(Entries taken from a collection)
::::::::::

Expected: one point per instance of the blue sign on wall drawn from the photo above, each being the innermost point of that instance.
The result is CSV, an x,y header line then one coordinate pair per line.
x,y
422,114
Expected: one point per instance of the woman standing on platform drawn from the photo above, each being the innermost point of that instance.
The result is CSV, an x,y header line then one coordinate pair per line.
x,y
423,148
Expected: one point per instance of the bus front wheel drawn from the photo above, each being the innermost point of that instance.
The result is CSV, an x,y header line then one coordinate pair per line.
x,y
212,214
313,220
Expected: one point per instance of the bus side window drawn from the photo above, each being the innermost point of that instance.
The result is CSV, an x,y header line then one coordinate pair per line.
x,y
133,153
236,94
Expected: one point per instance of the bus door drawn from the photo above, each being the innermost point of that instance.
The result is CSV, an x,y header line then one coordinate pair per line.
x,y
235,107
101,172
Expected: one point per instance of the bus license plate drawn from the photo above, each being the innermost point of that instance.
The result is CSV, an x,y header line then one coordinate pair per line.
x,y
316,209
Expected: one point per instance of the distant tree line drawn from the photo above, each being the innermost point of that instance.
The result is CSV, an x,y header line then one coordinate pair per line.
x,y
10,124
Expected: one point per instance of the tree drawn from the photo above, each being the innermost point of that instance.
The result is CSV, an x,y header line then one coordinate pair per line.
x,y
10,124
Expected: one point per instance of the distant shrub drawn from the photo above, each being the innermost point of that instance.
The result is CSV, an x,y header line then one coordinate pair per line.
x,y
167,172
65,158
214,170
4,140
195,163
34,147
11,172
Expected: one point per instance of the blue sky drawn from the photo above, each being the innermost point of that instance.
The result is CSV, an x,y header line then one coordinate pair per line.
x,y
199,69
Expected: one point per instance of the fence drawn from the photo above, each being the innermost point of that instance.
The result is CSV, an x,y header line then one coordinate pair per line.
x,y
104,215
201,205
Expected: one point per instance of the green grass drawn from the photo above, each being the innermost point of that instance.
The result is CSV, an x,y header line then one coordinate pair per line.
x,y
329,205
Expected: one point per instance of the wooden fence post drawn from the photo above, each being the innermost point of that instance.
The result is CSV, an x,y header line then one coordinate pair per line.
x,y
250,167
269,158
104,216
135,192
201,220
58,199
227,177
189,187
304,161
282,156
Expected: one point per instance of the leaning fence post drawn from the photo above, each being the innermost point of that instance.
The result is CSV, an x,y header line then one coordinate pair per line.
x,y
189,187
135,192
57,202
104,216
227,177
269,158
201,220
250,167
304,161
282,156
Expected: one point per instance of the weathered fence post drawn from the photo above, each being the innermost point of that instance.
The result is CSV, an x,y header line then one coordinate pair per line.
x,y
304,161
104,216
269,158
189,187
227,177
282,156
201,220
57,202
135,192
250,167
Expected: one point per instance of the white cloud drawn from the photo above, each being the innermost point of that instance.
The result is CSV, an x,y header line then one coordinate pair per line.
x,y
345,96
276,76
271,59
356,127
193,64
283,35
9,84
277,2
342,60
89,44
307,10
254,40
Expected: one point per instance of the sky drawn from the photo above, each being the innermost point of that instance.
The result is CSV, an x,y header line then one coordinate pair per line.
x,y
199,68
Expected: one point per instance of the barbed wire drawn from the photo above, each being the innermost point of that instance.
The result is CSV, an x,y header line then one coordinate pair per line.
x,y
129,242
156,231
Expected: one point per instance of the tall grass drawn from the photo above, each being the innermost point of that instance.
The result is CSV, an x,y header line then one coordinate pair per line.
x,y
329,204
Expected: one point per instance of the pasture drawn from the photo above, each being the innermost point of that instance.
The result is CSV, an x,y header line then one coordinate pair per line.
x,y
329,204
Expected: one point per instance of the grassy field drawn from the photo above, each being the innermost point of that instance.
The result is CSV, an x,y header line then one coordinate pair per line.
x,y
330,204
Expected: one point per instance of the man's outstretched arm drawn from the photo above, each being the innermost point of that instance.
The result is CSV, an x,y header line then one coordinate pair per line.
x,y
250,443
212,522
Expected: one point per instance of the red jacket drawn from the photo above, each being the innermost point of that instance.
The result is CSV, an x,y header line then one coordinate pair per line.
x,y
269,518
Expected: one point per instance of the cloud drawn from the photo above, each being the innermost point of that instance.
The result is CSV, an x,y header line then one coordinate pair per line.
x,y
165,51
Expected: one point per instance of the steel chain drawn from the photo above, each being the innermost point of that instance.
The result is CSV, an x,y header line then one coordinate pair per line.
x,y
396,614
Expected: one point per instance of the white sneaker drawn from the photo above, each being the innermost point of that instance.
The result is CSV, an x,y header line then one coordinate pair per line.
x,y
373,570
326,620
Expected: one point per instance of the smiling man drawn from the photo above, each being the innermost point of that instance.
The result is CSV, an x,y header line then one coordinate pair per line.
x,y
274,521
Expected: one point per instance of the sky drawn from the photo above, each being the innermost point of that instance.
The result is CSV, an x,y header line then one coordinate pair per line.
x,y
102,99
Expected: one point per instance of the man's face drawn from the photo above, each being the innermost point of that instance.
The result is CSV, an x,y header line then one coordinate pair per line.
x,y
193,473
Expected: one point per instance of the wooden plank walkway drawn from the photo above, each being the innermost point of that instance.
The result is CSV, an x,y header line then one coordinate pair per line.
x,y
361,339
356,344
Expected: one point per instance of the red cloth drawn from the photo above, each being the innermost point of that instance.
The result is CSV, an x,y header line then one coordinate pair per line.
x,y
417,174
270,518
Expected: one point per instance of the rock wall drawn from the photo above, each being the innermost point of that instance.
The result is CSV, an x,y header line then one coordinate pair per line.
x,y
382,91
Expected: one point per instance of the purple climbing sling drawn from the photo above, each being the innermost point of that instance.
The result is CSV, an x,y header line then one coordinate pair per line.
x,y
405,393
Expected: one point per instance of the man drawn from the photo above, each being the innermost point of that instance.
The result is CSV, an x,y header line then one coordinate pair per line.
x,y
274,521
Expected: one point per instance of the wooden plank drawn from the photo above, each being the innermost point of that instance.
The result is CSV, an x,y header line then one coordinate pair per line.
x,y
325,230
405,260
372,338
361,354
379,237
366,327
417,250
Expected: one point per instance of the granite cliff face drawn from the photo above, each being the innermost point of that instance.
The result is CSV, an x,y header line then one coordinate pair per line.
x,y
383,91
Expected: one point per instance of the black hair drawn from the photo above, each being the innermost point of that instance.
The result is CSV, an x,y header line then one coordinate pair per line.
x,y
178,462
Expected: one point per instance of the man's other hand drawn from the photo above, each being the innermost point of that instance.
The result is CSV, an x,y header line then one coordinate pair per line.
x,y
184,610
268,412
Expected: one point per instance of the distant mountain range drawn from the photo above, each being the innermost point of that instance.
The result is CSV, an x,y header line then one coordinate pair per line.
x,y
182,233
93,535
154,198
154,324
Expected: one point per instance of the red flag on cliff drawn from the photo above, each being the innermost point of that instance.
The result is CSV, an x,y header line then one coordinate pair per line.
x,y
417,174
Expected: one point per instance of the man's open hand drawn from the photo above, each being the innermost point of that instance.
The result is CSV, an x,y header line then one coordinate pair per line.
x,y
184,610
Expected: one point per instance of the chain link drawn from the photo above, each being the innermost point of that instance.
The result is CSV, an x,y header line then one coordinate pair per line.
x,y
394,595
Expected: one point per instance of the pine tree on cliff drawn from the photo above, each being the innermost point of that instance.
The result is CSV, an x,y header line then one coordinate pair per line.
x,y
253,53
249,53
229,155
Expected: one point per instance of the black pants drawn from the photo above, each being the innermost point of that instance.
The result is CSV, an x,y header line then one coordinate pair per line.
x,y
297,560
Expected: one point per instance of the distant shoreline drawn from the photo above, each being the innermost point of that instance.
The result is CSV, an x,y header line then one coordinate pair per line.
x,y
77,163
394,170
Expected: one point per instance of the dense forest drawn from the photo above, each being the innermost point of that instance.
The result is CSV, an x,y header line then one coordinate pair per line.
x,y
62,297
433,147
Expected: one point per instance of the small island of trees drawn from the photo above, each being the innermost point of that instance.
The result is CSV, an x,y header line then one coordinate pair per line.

::::::::::

▸ Exercise requirements
Reproduce every line above that contains the string "wall".

▸ Output for this task
Expected: one point per instance of the blue sign on wall drawn from the photo above, each being the innermost point of that instance.
Expected: one point per instance of the rock wall drawn from the photo above, each being the innermost point of that instance.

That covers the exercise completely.